■ **Selected passage**

As I’ve previously reported, France stands on the front lines of Europe’s struggle against the Salafi jihad, with numerous violent incidents in the country in recent years perpetrated by terrorists who radicalized while they were at home, not abroad. The urgency of the situation has been clarified by the revelation that French national Mehdi Nemmouche, who murdered three Jews in Brussels, was a notorious torturer for the Islamic State while he waged jihad in Syria. Reports that Nemmouche had much bigger plans, including a terrorist attack on the Champs Élysées parade on Bastille Day, have hardly calmed nerves in Paris.
Calmness is not in order in France now, as the number of its citizens waging jihad in Syria and Iraq, mostly on behalf of the Islamic State, is without precedent. While earlier jihadi campaigns in Bosnia in the 1990s or in Iraq a decade ago, for instance, attracted a few dozen French nationals apiece, the current wars in the Middle East have involved nearly a thousand French citizens — 942 in Syria over the last two years, according to French intelligence, which tracks the involvement of these fighters as best it can. Paris believes that about 350 French citizens are waging jihad in Iraq and Syria at present, and French security services are simply overwhelmed by the number of extremists — known jihadists, would-be jihadists, plus returning jihadists — they need to track.

■ **Short problem 1**
According to French intelligence, as cited in the passage on French jihadists, how many French citizens waged jihad in Syria over the last two years?
The records that follow bear no relation to the passage on French jihadists.

■ **Recorded data**
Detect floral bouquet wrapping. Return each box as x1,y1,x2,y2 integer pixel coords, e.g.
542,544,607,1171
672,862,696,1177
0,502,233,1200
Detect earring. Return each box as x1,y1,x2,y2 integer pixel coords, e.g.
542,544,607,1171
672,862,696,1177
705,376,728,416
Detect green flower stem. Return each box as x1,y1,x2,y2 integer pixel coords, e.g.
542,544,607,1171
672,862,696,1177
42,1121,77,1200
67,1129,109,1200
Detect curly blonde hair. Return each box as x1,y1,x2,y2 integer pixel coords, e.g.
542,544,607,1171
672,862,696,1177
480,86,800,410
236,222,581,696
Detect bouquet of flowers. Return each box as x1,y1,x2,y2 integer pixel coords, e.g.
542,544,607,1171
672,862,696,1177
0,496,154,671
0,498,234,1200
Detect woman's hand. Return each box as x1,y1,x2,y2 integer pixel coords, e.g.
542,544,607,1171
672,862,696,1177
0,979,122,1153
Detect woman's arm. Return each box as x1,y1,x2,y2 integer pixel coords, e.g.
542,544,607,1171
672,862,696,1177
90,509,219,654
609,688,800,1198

■ **Short problem 2**
Revise the records: begin at the line that has "Detect earring. Return" and stop after the line that has "236,222,581,696", replacing "curly blonde hair" with "wavy blonde hair" and leaving all else unchanged. Return only those lines.

■ **Full response 1**
942 French citizens.

■ **Full response 2**
Detect earring. Return each box as x1,y1,x2,y2 integer pixel coords, e.g.
542,544,607,1171
672,862,696,1177
705,376,728,416
Detect green flower stem. Return each box as x1,y1,x2,y2 integer pixel coords, e.g.
542,544,607,1171
672,862,696,1177
42,1121,77,1200
67,1129,109,1200
Detect wavy blonde hair. Return each box as x1,y1,x2,y2 integer pixel coords, e.g.
542,544,607,1171
672,862,696,1177
480,86,800,410
236,222,581,696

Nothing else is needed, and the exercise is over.